[Ausgangstext]
Hania Rani & Dobrawa Czocher
Ein Zeichen der Hoffnung
von Corina Kolbe
19. Dezember 2021
Die Pianistin Hania Rani und die Cellistin Dobrawa Czocher legen mit „Inner Symphonies“ ein gemeinsames Album ausschließlich eigener Kompositionen vor. Vorbereitet und aufgenommen während des Lockdowns, soll es Hoffnung und Trost bringen in Zeiten der Pandemie.
Für musikalische Experimente ist das junge polnische Duo immer offen. Was Hania Rani und Dobrawa Czocher in Berlin erlebten, war aber noch einmal etwas Neues. Auf einer Wiese vor dem Berliner Kulturquartier Silent Green, einem ehemaligen Krematorium, traten sie vor einem Publikum auf, das ihnen beim Picknick über Kopfhörer lauschte. Eine interessante Erfahrung, finden beide.
Nicht nur Veranstalter, sondern auch Musiker müssen in diesen Pandemiezeiten besonders kreativ sein. Rani und Czocher konnten die konzertfreien Monate immerhin dazu nutzen, ihr Album „Inner Symphonies“ vorzubereiten. „Zunächst wusste ja niemand, wie es im Lockdown weitergehen würde“, sagen sie. „Wir hatten allerdings schon vorher geplant, in der Philharmonie in Szczecin ein Album mit eigenen Kompositionen aufzunehmen. Nun hatten wir viel Muße, intensiv daran zu arbeiten.“ Sie trafen sich im Haus von Ranis Eltern in Gdańsk (Danzig), um gemeinsam an den Stücken zu feilen. „Normalerweise lebe ich in Warszawa, und Dobrawa spielt bei den Filharmonia w Szczecinie (Stettiner Philharmonikern)“, erzählt Rani. „Über diese Distanz hinweg hätten wir uns nicht so gut austauschen können.“
Czocher kam mit 13 Jahren aus der Kleinstadt Tczew nach Gdańsk, um ihr Cellostudium fortzusetzen. Dort traf sie Rani, damals 14, die sich gerade auf eine Karriere als Pianistin vorbereitete. „Wir merkten, dass wir gut zusammenspielen und traten oft im Klaviertrio auf, mit einem rein klassischen Repertoire.“ Rani studierte dann weiter in Berlin, Czocher in Detmold. „Jede von uns war erst einmal auf ihre eigenen Pläne konzentriert, wir sahen uns nur ab und zu bei Konzerten. Als wir später beide in Warszawa lebten, nahmen wir irgendwann unser erstes gemeinsames Projekt mit eigenen Arrangements in Angriff.“
Hania Rani: »Wir waren immer neugierig, hörten unterschiedliche Musik und gingen zu allen möglichen Konzerten.«
Daraus entstand das Album „Biała flaga“ (Weiße Fahne) mit Bearbeitungen von Songs der polnischen Rocklegende Grzegorz Ciechowski, einst Frontmann der Band Republika. Damit feierte das Duo 2015 gleich einen großen Erfolg. „Wir haben uns in diese Arbeit gestürzt, obwohl wir auf dem Gebiet eigentlich noch keine Erfahrung hatten“, erinnert sich Rani. „Wir waren aber immer neugierig, hörten unterschiedliche Musik und gingen zu allen möglichen Konzerten.“
Ihr wurde aber bald bewusst, dass sie musikalisch neue Wege gehen wollte. Beim Komponieren für das Klavier begann Rani, sich mit verschiedenen musikalischen Genres jenseits der Klassik auseinanderzusetzen. Ihr international erfolgreiches Debütalbum „Esja“ nahm sie teils in Reykjavík auf, ganz unter dem Eindruck der wilden Natur Islands.

[Datenauszug]

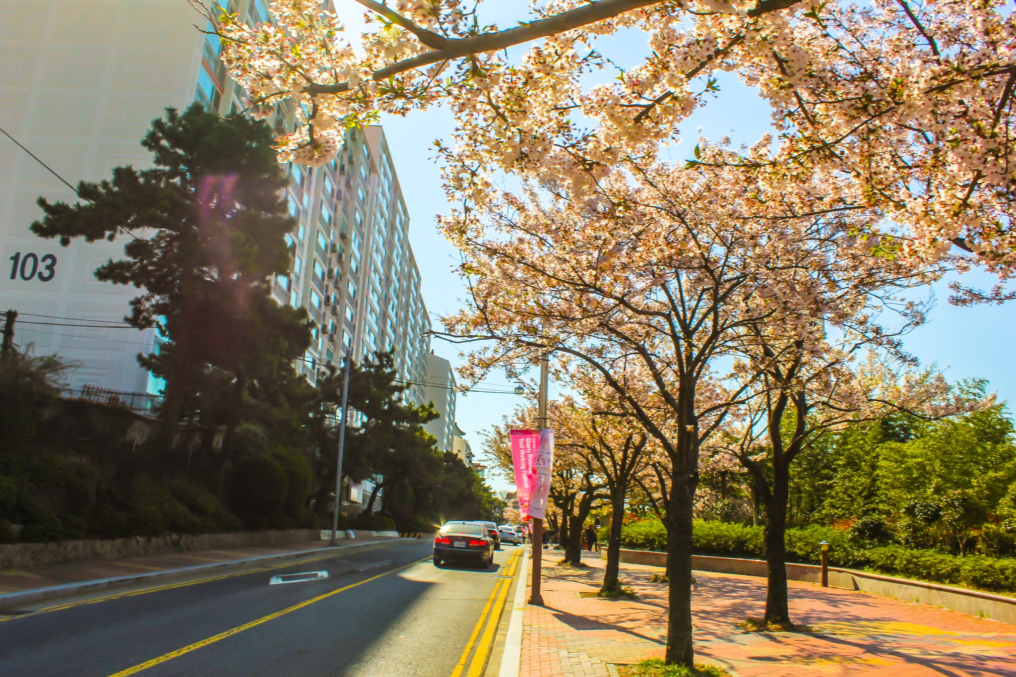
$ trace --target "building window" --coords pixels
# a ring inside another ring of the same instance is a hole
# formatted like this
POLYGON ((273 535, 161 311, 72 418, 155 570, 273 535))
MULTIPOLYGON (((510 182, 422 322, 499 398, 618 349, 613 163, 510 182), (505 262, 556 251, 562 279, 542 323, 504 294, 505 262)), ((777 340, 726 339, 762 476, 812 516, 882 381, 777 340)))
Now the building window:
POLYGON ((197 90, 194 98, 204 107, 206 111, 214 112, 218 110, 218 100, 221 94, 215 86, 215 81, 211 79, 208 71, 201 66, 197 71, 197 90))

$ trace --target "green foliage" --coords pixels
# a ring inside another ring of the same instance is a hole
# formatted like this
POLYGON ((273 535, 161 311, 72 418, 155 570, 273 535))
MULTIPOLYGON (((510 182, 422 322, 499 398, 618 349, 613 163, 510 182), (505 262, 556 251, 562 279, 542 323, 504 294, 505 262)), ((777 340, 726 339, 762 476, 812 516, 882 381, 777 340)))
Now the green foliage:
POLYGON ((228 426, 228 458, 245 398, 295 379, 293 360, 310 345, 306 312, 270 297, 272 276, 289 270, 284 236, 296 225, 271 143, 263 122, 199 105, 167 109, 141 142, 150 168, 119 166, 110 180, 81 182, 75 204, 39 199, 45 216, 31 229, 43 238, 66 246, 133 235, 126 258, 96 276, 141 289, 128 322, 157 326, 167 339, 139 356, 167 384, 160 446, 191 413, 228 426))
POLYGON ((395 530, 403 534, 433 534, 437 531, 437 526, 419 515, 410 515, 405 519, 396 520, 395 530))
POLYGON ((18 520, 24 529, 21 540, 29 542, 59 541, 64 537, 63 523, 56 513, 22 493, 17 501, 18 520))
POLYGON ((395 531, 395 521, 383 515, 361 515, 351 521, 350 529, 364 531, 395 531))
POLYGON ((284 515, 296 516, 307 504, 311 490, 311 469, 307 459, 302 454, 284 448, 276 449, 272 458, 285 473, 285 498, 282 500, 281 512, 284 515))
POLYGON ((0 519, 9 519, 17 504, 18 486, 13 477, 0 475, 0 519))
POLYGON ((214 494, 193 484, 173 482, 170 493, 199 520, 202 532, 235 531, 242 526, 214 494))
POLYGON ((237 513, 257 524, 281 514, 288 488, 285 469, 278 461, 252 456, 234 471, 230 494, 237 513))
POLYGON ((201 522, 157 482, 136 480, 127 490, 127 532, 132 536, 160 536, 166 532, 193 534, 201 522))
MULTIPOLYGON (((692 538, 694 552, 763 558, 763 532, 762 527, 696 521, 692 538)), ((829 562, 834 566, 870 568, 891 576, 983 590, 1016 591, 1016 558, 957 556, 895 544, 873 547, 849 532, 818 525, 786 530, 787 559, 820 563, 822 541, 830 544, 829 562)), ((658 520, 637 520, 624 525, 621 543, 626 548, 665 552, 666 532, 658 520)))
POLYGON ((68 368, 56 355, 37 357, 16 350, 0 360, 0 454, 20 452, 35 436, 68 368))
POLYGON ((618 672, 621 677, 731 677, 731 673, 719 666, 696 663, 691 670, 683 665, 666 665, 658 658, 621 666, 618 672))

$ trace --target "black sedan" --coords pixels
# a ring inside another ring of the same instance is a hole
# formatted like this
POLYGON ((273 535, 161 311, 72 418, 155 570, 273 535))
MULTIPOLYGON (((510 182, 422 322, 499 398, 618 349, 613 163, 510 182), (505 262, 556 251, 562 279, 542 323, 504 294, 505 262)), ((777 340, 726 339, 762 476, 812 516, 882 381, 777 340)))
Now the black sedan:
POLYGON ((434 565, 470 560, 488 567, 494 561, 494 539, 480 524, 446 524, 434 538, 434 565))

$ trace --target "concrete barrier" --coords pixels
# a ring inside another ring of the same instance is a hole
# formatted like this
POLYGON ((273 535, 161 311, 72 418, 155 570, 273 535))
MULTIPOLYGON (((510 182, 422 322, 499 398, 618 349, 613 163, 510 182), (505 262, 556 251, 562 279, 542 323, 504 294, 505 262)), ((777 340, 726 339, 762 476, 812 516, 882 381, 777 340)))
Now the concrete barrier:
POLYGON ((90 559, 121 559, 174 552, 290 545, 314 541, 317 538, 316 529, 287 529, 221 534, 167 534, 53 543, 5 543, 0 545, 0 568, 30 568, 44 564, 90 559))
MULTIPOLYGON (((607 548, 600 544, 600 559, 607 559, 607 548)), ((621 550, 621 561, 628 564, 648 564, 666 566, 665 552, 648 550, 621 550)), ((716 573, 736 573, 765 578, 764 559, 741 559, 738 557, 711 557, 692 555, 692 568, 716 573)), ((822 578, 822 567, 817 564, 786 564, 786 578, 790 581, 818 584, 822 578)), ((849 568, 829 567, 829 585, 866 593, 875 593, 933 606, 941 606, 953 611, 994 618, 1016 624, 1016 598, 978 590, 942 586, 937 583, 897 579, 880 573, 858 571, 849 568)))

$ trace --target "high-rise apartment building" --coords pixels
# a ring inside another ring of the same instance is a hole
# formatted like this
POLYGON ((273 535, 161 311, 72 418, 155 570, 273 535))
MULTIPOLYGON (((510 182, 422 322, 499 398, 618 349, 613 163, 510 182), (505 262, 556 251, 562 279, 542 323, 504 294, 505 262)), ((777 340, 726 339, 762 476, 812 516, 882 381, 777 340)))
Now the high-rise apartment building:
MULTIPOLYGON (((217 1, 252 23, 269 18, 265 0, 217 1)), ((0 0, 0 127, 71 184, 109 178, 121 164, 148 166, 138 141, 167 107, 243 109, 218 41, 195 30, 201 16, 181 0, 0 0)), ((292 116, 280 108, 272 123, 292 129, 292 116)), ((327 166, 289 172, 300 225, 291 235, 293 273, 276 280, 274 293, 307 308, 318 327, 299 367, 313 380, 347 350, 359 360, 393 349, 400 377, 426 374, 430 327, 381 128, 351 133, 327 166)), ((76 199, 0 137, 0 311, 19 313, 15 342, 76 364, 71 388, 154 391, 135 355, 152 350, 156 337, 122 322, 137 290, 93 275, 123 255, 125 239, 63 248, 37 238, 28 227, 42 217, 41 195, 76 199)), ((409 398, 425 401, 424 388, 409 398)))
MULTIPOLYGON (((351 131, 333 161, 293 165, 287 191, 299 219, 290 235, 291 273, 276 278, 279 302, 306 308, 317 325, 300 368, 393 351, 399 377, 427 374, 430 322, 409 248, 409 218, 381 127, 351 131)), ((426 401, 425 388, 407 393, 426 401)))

==

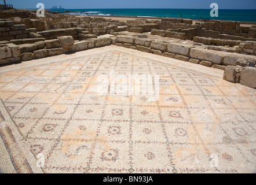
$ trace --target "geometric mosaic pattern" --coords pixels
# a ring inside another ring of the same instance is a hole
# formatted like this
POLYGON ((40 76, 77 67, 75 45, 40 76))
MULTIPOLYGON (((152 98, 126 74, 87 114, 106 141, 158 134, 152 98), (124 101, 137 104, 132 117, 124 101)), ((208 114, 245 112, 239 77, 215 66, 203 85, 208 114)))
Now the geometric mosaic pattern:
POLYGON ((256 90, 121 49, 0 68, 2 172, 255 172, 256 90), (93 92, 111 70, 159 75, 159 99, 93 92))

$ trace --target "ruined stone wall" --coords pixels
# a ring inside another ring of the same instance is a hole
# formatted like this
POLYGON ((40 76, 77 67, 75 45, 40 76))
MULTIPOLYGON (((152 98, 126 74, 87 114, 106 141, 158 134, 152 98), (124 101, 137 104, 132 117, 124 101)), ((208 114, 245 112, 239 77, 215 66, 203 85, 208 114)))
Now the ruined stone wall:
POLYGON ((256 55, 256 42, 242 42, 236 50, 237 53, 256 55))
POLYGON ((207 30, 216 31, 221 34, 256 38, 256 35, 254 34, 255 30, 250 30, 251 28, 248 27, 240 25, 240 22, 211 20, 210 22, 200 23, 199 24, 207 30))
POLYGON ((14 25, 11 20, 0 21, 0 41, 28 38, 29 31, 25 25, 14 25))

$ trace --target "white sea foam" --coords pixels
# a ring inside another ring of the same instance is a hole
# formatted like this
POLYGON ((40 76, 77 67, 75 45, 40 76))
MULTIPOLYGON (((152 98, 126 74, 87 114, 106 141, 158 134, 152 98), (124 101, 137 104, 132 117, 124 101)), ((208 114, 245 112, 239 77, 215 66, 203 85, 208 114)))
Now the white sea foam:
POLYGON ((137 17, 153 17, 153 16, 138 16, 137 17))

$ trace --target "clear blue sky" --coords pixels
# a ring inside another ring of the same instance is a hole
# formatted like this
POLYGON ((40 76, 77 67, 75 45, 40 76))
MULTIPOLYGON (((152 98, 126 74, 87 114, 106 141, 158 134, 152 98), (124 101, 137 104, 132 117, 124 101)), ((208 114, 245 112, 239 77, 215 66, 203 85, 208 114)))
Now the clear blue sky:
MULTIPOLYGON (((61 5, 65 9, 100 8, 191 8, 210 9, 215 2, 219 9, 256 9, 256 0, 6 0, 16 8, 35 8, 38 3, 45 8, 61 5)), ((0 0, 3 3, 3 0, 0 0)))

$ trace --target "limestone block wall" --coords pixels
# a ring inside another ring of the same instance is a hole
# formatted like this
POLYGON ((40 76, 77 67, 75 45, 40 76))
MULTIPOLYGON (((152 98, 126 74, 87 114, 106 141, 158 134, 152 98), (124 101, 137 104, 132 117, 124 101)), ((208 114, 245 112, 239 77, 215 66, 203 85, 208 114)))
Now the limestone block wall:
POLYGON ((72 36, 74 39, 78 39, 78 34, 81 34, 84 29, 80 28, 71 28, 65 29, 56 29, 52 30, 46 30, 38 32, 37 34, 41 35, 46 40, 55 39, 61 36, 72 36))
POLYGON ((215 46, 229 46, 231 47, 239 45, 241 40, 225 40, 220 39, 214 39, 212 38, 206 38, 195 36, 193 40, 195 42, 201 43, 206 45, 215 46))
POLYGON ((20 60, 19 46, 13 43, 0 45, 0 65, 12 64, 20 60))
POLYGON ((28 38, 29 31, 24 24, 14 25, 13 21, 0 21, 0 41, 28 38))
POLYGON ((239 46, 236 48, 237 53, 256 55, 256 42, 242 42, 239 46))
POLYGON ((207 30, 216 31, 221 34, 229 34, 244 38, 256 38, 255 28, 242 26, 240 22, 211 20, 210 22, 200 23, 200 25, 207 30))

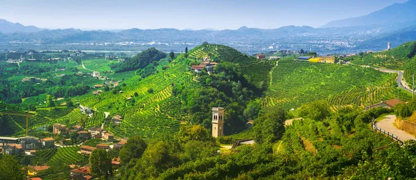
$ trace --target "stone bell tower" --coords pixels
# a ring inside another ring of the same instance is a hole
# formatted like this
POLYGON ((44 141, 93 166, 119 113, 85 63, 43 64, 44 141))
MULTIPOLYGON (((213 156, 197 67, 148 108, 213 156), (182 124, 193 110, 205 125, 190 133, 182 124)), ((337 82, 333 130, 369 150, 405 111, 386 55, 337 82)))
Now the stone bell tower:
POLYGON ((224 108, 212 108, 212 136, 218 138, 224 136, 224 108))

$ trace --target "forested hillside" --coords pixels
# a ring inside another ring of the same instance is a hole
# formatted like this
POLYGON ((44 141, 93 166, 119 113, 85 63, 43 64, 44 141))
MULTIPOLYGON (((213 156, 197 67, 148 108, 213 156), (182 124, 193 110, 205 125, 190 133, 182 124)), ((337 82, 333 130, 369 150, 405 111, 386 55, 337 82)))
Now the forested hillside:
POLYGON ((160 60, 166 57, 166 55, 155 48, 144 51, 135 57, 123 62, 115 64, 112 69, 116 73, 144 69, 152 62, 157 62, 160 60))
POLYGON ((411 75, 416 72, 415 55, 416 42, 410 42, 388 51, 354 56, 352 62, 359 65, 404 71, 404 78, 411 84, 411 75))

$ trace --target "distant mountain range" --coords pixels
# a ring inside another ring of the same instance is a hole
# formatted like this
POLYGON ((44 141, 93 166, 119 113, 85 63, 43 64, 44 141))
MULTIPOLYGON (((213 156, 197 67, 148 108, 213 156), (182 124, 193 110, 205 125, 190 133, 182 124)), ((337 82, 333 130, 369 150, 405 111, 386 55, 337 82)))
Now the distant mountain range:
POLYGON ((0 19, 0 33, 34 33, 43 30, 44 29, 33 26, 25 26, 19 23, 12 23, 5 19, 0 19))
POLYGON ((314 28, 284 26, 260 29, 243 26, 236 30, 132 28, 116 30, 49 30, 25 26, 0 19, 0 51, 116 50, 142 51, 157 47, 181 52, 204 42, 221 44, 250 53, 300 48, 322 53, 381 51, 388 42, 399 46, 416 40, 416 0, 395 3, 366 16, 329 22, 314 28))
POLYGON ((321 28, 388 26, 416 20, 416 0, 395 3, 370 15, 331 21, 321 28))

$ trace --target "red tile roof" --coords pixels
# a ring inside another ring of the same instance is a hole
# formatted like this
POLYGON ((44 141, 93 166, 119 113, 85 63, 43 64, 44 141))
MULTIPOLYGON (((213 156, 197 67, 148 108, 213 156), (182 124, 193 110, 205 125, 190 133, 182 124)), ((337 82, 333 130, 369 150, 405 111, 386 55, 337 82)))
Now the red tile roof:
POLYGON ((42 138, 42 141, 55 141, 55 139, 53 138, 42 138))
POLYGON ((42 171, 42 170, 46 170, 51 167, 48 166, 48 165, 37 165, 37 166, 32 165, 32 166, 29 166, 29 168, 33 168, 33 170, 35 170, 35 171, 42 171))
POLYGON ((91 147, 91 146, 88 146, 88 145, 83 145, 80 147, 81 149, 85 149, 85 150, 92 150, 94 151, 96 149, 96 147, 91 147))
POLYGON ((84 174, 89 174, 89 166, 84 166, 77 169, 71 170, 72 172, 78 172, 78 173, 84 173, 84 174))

==

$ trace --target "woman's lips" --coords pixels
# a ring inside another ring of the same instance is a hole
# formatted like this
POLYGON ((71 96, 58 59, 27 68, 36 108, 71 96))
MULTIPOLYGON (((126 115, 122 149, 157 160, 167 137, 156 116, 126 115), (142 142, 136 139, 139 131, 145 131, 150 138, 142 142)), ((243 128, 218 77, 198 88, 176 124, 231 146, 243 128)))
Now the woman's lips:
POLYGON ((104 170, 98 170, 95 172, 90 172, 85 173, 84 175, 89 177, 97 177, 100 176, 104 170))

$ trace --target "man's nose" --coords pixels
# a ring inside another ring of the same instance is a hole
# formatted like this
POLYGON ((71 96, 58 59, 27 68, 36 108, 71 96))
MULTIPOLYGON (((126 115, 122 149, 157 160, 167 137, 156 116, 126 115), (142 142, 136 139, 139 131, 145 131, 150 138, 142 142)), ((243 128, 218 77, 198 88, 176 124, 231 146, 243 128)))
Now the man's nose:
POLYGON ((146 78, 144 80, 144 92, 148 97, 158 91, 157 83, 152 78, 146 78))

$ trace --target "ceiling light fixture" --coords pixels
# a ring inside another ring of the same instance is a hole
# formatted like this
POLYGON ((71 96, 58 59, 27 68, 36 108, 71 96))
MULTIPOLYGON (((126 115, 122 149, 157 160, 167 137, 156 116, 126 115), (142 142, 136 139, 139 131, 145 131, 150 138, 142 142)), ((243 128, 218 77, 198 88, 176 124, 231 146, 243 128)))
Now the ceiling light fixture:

[Arbeitsauftrag]
Stimmen diese Aussagen mit dem Ausgangstext über Hania Rani und Dobrawa Czocher überein? Antworte bei jeder mit Ja oder Nein und zitiere dazu wörtlich die entscheidenden Worte aus dem Ausgangstext.
(a) Czocher kam mit 13 Jahren nach Gdańsk.
(b) Auf dem Album „Biała flaga“ sind nur eigene Kompositionen des Duos.
(c) Rani hat ihr Debütalbum „Esja“ komplett in Reykjavík aufgenommen.

[Erwartete Antwort]
(a) Ja: „Czocher kam mit 13 Jahren aus der Kleinstadt Tczew nach Gdańsk“
(b) Nein: „mit Bearbeitungen von Songs der polnischen Rocklegende Grzegorz Ciechowski“
(c) Nein: „nahm sie teils in Reykjavík auf“